**What is expected**
Can you reproduce, word for word, the stretch of the PCJ library text from "3.5.2 put()" through "memory of task 0."?

**Text block**
%%

The get() method from PCJ library returns value of type Object and the value has to be casted to the designated type. The execution of the method ensures that result is transferred from the remote node. The next instruction will be executed after local variable is updated.

PCJ allows also for asynchronous, nonblocking communication. For this purposes the FutureObject is used. The FutureObject stores remote value in the local memory and provides methods to monitor is process has finished. Additional method getFutureObject() is than used to copy transmitted value to the local variable.

Example code presents how to copy value of the remote variable a from the task number 5 to task 0.

60FutureObject aL; 
62if (PCJ.myId() == 0) { 
63    aL = PCJ.getFutureObject(5, "a"); 
64    double a = (double) aL.get(); 

The remote value is transferred to the variable aL in asynchronous way. When data is available it is stored in the local variable a. This command is executed after local variable aL is updated.

3.5.2 put()

Each PCJ thread can initialize update of the variable stored on the remote task with the put() method. In the presented example task number 2 updates variable a in the memory of task 0.

71 @Shared double a; 
73        if (PCJ.myId() == 0) { 
74            PCJ.monitor("a"); 
75        } 
76        if (PCJ.myId() == 2) { 
77            PCJ.put(0, "a", 10.0); 
78        } 
79        if (PCJ.myId() == 0) { 
80            PCJ.waitFor("a"); 
81        }


The process is asynchronous, therefore the method waitFor() is used to wait for transfer to be completed. Method monitor() is used to watch for updates of shared variable b.

3.5.3 broadcast()

In order to access variables at all tasks, PCJ provides broadcast method. This method puts given value to the shared variable at all tasks. This process is one sided communication and typically is initialized by a single node.

%%

**Records**
%%

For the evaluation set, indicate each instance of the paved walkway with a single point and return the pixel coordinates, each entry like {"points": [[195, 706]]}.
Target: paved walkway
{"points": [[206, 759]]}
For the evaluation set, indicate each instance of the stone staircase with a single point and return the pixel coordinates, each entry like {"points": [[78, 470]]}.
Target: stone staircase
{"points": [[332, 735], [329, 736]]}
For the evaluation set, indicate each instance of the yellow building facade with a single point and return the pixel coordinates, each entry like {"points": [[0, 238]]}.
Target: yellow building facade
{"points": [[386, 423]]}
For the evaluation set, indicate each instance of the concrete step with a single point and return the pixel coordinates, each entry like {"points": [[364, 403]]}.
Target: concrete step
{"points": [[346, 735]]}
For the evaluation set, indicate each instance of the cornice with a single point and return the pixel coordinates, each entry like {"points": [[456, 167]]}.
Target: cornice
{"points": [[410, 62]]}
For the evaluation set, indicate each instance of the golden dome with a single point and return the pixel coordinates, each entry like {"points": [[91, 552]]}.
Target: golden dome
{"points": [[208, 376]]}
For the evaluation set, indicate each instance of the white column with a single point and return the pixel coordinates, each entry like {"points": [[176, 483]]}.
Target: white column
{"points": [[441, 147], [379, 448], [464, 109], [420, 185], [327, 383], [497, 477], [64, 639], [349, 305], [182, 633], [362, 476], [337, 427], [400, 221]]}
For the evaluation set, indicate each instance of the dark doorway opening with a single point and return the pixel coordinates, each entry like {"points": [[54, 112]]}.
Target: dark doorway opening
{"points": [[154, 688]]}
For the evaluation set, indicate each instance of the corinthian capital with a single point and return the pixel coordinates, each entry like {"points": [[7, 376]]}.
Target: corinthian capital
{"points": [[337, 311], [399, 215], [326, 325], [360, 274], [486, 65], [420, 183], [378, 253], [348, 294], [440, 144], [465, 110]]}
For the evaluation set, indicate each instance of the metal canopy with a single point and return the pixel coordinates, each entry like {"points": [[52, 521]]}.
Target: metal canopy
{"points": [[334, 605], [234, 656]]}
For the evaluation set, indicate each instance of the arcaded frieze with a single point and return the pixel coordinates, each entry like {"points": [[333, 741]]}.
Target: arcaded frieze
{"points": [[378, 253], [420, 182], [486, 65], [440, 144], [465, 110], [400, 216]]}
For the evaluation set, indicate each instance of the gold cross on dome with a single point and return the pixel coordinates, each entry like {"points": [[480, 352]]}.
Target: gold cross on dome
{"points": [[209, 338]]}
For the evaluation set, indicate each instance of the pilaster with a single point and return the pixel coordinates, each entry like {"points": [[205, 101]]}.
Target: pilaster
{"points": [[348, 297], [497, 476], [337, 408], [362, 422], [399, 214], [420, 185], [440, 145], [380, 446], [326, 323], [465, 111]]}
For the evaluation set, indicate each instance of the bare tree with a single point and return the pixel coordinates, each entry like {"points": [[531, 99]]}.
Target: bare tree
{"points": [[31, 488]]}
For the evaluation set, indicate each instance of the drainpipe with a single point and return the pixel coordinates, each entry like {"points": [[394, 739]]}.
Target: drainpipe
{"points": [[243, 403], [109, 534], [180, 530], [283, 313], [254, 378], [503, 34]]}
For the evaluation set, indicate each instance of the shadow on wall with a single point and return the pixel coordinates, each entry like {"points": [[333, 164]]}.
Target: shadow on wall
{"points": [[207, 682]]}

%%

**The response**
3.5.2 put()

Each PCJ thread can initialize update of the variable stored on the remote task with the put() method. In the presented example task number 2 updates variable a in the memory of task 0.